*Work required*:
Transcribe word for word everything from "And yes, the" down to "games in particular." in the passage below on pairing CPUs with graphics cards.

*Extract to read*:
Pairing the RTX 4080 with the oldest CPU of our test hardware ends up yielding worse performance than a 3080 with any of the newer CPUs. In fact, the 4080 with the 8700K only beats the 3080 with the same CPU by 10%. Using those same GPUs with the 7800X3D, you'd see a 36% increase in gaming performance — versus a 28% improvement on the 13900K, and 17% with the 11900K.

This shows one of the most important lessons when it comes to contemplating what to upgrade. If you have an older CPU, moving to the fastest (or second fastest) graphics card may not give you a significant performance boost, particularly at lower resolutions and settings. You want to keep at least some level of balance between the two core components of a gaming PC.

On the other hand, a new CPU will only do so much if you have a slower GPU. The RTX 3050 8GB card ranks at the bottom of the charts, regardless of which CPU you use. Going from a seven years old 8700K to a newer CPU only nets at best a 7% improvement in performance. All four systems with the RTX 2080 are the next step up in the charts, indicating they're generally not hitting major CPU limitations yet. It's only with the 3080 and 4080 that the CPU begins to be a bigger limiting factor.

And yes, the "fastest CPU for gaming" actually came in second place when paired with the older and slower RTX 3050. That's not the only place where the 7800X3D failed to beat the 13900K, as the 2080 and 3080 also (slightly) favored Intel's processor. There are some variables in play besides just the CPU, and perhaps some of the lack of performance comes from the lack of ReBAR (Resizable Base Address Register) with the 2080, as well as driver optimizations likely targeting newer hardware.

That's all just focusing on the overall performance, of course, and individual games can show larger or smaller differences. The rasterization and DXR overall charts mostly echo the overall results, though the gains from a faster CPU tend to be muted on the more graphically demanding games — DXR games in particular.

*Material shown*:
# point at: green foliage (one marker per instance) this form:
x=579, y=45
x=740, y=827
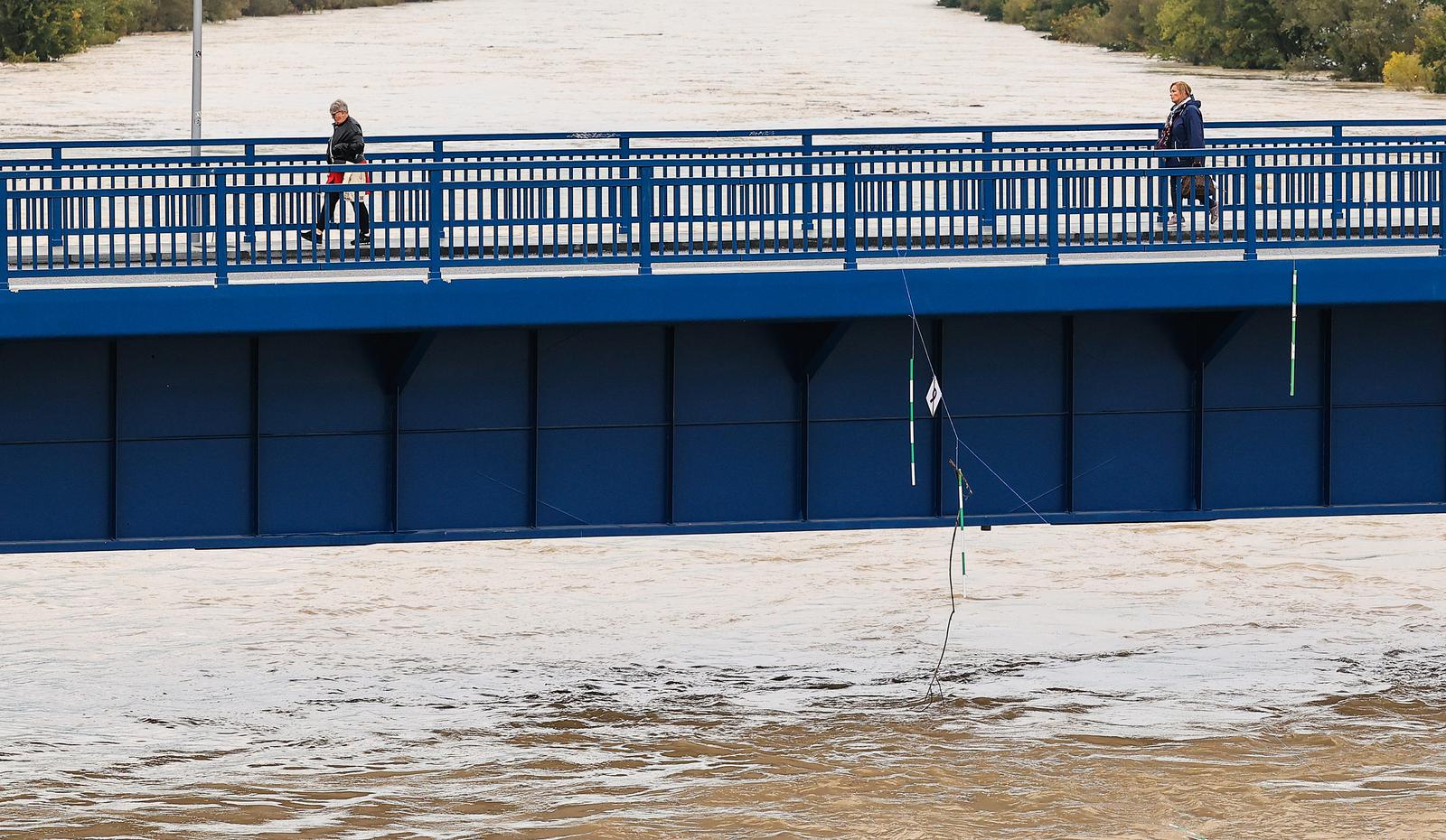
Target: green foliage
x=1349, y=38
x=1406, y=72
x=50, y=29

*Answer in full*:
And yes, the "fastest CPU for gaming" actually came in second place when paired with the older and slower RTX 3050. That's not the only place where the 7800X3D failed to beat the 13900K, as the 2080 and 3080 also (slightly) favored Intel's processor. There are some variables in play besides just the CPU, and perhaps some of the lack of performance comes from the lack of ReBAR (Resizable Base Address Register) with the 2080, as well as driver optimizations likely targeting newer hardware.

That's all just focusing on the overall performance, of course, and individual games can show larger or smaller differences. The rasterization and DXR overall charts mostly echo the overall results, though the gains from a faster CPU tend to be muted on the more graphically demanding games — DXR games in particular.